==== Information

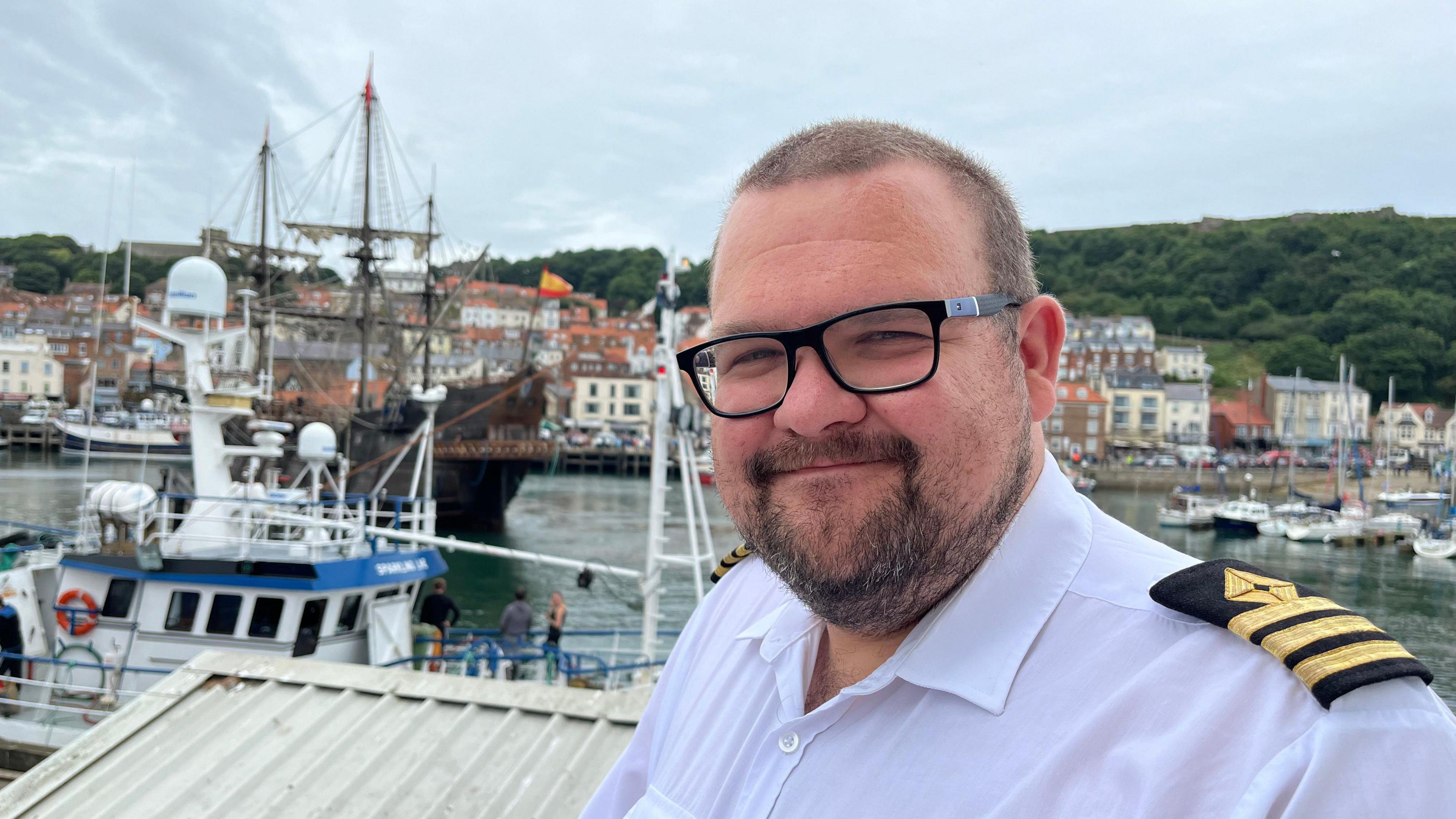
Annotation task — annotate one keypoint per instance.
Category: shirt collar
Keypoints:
(973, 643)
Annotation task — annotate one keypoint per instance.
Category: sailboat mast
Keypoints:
(430, 275)
(264, 285)
(1293, 430)
(366, 248)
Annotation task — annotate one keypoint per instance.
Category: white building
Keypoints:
(1186, 413)
(621, 404)
(27, 365)
(1183, 363)
(1318, 416)
(487, 314)
(1423, 429)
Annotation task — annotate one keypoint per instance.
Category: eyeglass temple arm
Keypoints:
(979, 305)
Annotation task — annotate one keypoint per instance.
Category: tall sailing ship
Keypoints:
(487, 430)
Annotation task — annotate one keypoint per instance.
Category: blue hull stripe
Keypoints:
(386, 569)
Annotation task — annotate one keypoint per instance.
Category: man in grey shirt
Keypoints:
(516, 620)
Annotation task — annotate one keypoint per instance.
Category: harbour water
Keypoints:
(601, 518)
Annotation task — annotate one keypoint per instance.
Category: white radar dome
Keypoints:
(197, 288)
(317, 442)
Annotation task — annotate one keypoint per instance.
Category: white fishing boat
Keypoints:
(1241, 516)
(1323, 528)
(152, 577)
(1394, 524)
(1407, 496)
(1187, 511)
(1439, 543)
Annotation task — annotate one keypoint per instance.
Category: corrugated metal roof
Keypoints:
(241, 735)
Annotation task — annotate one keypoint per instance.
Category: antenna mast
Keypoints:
(366, 251)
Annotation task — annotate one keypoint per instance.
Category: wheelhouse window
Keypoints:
(267, 614)
(350, 613)
(118, 598)
(223, 618)
(182, 613)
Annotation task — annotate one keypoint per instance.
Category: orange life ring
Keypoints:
(64, 618)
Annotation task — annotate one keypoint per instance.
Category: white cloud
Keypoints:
(567, 124)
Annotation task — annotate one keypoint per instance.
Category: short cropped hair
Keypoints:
(852, 146)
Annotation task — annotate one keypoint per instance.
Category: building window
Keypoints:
(267, 614)
(182, 613)
(118, 598)
(223, 618)
(348, 614)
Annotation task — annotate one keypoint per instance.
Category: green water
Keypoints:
(603, 518)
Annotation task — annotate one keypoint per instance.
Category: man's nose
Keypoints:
(816, 401)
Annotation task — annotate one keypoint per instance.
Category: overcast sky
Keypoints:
(606, 124)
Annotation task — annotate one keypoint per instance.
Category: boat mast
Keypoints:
(1390, 407)
(430, 275)
(264, 285)
(366, 254)
(1293, 430)
(1340, 441)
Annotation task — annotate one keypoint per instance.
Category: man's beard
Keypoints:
(908, 554)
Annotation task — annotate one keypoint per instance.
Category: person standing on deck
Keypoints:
(555, 618)
(925, 617)
(516, 618)
(439, 610)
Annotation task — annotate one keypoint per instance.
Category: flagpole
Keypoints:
(530, 321)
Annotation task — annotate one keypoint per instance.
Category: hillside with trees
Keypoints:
(1269, 293)
(1299, 290)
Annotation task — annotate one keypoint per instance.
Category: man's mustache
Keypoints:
(799, 452)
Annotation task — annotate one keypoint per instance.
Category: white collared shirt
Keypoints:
(1047, 686)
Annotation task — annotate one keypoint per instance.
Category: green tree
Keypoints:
(37, 278)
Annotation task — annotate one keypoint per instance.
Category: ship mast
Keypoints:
(430, 276)
(264, 285)
(366, 253)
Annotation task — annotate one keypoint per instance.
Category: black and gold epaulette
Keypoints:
(1331, 649)
(730, 560)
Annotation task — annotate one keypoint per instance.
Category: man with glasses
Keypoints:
(925, 618)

========

▶ **Task statement**:
Take the line that contains "Category: black and gold epaulette" and each line after it down to the last of the records, and retype them exactly; add nothing else.

▶ **Exercise result**:
Category: black and gold epaulette
Keypoints:
(1331, 649)
(730, 560)
Annotation task — annotate one keypoint per instance.
Category: man with glasses
Keypoints:
(925, 618)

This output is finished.